Text
□ □ □ □

A new school year can bring a rush of emotions and this year, some educators and parents say there is both excitement and lingering concern amid a rise in COVID-19 cases.
Jennifer Yacio is the parent of an incoming third-grade student within Arlington Independent School District, which will return to in-person learning on Aug. 16. Yacio said her daughter spent most of last year learning remotely.
“For us personally because we’re vaccinated, my mom is vaccinated, we probably don’t have much danger to us. But I’m concerned about the community general,” Yacio said. “We’re just going to roll with it and hope for the best. We can send our kid in with a mask, which will help a bit for the classroom.”
Steven Poole, executive director of the United Educators Association based in Fort Worth, said teachers are excited for the new year with many districts returning fully in person. However, Poole said they are still cautious.

□ □ □ □

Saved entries
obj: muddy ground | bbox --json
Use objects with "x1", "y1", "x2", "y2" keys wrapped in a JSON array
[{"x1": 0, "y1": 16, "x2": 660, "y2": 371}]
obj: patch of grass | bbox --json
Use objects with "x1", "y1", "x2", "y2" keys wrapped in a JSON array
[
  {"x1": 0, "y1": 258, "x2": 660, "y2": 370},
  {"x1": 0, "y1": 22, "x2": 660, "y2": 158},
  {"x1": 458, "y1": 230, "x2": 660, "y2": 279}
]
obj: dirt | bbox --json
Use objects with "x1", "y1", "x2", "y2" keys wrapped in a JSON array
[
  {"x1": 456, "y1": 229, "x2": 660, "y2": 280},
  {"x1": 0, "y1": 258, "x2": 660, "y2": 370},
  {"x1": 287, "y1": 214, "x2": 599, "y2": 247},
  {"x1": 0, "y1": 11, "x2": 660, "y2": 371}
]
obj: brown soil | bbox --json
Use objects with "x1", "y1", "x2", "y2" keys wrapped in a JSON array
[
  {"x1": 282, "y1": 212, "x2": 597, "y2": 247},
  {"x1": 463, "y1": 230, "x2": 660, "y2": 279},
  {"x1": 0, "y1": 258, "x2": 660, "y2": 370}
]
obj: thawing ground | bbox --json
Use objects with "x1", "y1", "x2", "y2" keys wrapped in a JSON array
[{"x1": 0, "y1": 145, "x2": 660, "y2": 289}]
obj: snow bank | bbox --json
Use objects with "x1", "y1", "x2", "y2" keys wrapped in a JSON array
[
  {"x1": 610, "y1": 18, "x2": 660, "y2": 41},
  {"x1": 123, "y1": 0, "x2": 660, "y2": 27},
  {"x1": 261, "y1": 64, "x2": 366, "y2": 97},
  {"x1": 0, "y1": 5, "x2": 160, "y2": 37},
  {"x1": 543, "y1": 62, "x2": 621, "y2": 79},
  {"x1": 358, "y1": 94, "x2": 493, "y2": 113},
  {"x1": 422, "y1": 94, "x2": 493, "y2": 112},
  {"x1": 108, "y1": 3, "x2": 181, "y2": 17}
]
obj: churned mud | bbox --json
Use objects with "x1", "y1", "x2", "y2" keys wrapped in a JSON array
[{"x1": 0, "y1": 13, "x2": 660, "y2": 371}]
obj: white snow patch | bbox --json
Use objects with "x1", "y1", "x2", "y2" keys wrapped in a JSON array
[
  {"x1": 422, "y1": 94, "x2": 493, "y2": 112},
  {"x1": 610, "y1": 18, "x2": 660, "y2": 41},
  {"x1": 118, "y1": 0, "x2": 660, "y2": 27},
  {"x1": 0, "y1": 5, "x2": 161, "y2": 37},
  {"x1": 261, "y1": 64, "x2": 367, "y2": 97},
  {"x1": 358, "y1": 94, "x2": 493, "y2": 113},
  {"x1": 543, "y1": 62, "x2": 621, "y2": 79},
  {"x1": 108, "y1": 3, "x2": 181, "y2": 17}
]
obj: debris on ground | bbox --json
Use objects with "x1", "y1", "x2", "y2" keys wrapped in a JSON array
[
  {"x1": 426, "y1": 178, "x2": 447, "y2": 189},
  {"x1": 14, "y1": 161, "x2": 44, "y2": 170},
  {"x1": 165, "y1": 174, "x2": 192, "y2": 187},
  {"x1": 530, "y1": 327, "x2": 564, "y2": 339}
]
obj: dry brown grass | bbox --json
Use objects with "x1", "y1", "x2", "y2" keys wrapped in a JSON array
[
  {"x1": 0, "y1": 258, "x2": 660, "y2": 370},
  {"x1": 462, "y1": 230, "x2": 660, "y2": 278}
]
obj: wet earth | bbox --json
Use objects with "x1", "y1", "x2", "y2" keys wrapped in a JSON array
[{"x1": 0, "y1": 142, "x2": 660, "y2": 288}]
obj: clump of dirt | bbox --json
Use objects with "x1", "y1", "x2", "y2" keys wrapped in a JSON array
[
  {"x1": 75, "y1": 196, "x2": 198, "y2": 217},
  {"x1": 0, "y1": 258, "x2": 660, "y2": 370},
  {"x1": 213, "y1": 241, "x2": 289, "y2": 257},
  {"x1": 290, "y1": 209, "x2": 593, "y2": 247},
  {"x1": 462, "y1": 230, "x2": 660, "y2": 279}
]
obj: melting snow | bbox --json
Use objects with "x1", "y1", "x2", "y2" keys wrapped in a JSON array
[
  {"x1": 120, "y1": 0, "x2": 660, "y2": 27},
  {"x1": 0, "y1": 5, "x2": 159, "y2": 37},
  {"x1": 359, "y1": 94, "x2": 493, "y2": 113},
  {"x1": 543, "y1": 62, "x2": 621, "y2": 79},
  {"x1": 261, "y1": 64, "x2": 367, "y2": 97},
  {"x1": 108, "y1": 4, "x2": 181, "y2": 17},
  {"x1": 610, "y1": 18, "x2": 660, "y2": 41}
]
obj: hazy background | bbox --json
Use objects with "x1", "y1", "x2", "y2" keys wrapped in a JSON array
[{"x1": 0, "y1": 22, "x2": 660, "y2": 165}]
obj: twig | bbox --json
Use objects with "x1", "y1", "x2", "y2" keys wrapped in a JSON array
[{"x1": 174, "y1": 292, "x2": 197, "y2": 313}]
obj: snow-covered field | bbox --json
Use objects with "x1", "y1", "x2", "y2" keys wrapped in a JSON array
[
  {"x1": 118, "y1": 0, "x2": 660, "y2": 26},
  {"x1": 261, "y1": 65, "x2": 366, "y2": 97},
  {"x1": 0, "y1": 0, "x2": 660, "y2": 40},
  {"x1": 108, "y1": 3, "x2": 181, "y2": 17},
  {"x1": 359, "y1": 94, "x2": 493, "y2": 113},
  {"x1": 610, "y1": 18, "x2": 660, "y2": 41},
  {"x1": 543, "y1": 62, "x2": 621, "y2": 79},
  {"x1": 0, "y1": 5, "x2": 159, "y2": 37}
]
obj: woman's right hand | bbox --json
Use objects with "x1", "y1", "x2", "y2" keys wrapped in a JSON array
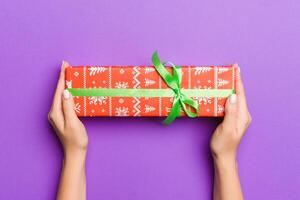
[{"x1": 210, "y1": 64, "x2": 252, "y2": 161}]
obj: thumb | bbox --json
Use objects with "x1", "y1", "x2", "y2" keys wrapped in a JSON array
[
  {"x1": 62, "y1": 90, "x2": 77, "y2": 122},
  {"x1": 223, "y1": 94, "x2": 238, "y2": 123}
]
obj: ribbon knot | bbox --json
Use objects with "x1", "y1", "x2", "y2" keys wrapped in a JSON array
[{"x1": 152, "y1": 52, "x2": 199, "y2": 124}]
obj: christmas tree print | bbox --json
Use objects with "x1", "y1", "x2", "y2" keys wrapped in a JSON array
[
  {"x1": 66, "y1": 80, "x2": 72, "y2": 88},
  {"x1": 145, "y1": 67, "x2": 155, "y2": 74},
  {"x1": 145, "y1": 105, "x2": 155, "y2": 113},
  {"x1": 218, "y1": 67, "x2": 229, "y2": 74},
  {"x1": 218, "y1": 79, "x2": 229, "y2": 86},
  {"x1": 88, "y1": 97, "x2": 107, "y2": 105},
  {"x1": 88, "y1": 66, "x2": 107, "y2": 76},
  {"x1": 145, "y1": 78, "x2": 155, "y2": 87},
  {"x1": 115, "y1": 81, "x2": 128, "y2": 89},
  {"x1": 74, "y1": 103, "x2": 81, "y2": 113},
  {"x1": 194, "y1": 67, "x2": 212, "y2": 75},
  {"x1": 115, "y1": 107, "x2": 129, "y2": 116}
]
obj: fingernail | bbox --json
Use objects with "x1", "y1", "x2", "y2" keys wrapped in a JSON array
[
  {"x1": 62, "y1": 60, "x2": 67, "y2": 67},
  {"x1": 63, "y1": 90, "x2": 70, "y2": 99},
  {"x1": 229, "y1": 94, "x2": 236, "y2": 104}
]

□ □ □ □

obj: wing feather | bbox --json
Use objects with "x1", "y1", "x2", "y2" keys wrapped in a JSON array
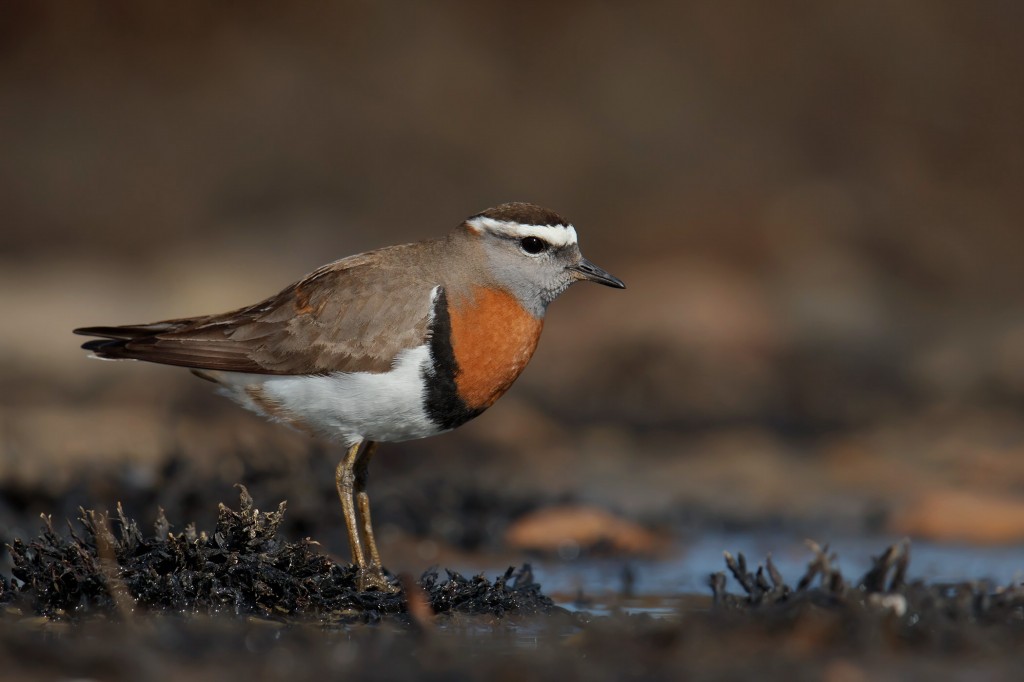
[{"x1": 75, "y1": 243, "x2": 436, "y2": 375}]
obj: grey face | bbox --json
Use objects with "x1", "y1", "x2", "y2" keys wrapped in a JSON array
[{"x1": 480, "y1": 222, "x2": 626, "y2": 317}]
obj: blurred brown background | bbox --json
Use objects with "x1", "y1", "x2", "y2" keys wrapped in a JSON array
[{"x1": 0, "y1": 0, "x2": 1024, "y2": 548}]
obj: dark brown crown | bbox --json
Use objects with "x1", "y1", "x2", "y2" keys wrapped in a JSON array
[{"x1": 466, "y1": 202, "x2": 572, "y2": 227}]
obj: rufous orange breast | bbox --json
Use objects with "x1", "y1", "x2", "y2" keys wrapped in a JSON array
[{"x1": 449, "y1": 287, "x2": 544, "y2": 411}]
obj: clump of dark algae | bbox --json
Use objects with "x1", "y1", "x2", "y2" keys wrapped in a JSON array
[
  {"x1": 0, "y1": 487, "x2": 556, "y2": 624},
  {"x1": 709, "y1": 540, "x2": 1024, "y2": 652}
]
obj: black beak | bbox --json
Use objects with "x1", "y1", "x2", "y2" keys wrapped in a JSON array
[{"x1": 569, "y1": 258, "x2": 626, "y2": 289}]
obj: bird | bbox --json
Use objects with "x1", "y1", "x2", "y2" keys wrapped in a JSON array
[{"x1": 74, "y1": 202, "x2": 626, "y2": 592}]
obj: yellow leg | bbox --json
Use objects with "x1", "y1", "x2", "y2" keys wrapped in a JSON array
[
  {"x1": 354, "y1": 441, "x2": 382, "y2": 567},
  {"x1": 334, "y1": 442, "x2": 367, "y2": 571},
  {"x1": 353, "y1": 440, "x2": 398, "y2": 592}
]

□ □ □ □

Exercise
From the article above on the new school year and rising COVID-19 cases, copy out word for word the passage that opens with "Steven Poole, executive" and closes with "are still cautious.".

Task solution
Steven Poole, executive director of the United Educators Association based in Fort Worth, said teachers are excited for the new year with many districts returning fully in person. However, Poole said they are still cautious.